**Records for this task**
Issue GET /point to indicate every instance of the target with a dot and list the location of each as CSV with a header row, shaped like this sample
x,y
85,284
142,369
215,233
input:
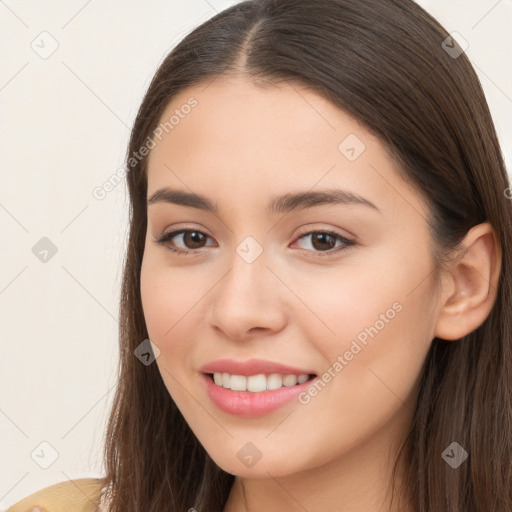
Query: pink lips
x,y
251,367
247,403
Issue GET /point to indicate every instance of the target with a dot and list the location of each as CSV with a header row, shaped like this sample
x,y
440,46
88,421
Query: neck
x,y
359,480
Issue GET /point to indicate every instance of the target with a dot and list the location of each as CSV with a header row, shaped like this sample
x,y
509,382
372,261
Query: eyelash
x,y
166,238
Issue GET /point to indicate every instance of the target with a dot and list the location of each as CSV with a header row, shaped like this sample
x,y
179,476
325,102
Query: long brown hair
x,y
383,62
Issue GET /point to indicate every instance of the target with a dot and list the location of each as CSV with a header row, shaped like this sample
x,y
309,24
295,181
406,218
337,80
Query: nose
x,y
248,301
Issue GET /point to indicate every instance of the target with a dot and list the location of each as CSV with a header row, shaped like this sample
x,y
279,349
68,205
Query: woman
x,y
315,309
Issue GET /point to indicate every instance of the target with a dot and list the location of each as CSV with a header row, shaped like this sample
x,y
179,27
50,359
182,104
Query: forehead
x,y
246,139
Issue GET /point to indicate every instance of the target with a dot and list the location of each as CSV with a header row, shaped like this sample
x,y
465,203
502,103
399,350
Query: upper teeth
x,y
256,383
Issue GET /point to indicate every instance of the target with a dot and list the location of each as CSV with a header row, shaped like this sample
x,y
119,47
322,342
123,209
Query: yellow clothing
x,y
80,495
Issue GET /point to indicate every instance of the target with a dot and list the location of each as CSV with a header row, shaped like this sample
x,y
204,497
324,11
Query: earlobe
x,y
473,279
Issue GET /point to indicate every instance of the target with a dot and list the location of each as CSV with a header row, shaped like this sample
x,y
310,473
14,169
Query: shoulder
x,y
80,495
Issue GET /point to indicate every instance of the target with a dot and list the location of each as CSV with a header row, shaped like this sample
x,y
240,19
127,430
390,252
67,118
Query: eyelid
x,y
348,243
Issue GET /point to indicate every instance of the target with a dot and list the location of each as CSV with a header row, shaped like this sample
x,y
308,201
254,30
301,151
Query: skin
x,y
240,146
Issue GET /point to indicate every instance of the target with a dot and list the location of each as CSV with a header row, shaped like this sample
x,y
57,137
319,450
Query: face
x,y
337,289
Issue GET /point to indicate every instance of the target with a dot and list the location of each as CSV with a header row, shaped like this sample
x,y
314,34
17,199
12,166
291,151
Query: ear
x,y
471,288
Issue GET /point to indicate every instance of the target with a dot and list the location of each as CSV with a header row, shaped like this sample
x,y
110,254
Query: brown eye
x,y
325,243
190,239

**Required action**
Every line of the material should be repeated precisely; pictures are to be excluded.

**Solution to this problem**
Issue GET /point to indicate every instance of the target with a dot and list the location of each as CSV with a header row, shaped like this sample
x,y
85,284
142,369
215,233
input:
Query: pink lips
x,y
251,367
247,403
Issue GET /point to indicate every instance of the target with a dot and list the location of each as CSV with a header row, shaped like this sample
x,y
440,46
88,421
Query: neck
x,y
359,480
Issue GET /point to indicate every instance of the target with a dot and list the location of each as CSV with a header row, shaped like this sample
x,y
509,382
372,261
Query: eyelash
x,y
166,238
Issue GET /point to indicate every instance of the target with a dot and list the location of each as CSV with a header row, shaped like this sample
x,y
179,476
325,102
Query: long brown hair
x,y
383,62
Issue GET /point to indicate every instance of the target with a dot and list the location of each as CSV with a header row, shaped like this sample
x,y
309,24
295,181
406,218
337,80
Query: nose
x,y
248,301
Issue GET /point to indicate every instance of the target with a dot and list the location of each as CSV with a header row, shaped like this sample
x,y
279,349
68,205
Query: woman
x,y
315,309
Issue GET /point to indicate every instance of the target with a dot and list the location of each as CSV with a header row, shaped like this sample
x,y
179,27
50,359
182,104
Query: forehead
x,y
246,139
Issue GET /point to indicate every instance of the target with a dot and list the location of each as CSV with a header row, shaped like this sample
x,y
465,203
502,103
399,350
Query: upper teeth
x,y
256,383
Issue GET /point to indicate every instance of the target with a dot and list the location of each as CSV with a header row, shaped like this sample
x,y
119,47
322,342
123,209
Query: yellow clothing
x,y
80,495
Issue GET /point to indicate every instance of the target with a dot and list the location of each as CSV with a header row, shaped like this sample
x,y
204,497
324,11
Query: earlobe
x,y
473,279
Issue GET /point to indicate every instance of the target with a dot and list the location of each as CSV with a header row, shaped like this sample
x,y
310,473
14,169
Query: shoulder
x,y
80,495
Issue GET /point to indicate every instance of the target with a dot and list the location of each as CSV with a header row, shaped like this sample
x,y
240,19
127,430
390,252
67,118
Query: eyelid
x,y
348,243
Issue GET /point to indicate every instance of the target with a dot and list the location of each as CSV with a header row, shaped like this sample
x,y
308,201
254,30
301,151
Query: skin
x,y
240,146
Issue GET /point to indicate every instance of the target with a dot and list the location of each as CSV with a header row, shaped like this sample
x,y
57,137
319,450
Query: face
x,y
337,289
Issue GET /point to indicate every instance of the target with a dot and list the location of each as CSV with a header row, shaped like this sample
x,y
314,34
17,199
12,166
291,151
Query: ear
x,y
471,288
Issue GET /point to indicate every instance of the target with a dot and list the location of each as CSV with a header row, shaped like this sample
x,y
110,254
Query: brown eye
x,y
325,243
190,239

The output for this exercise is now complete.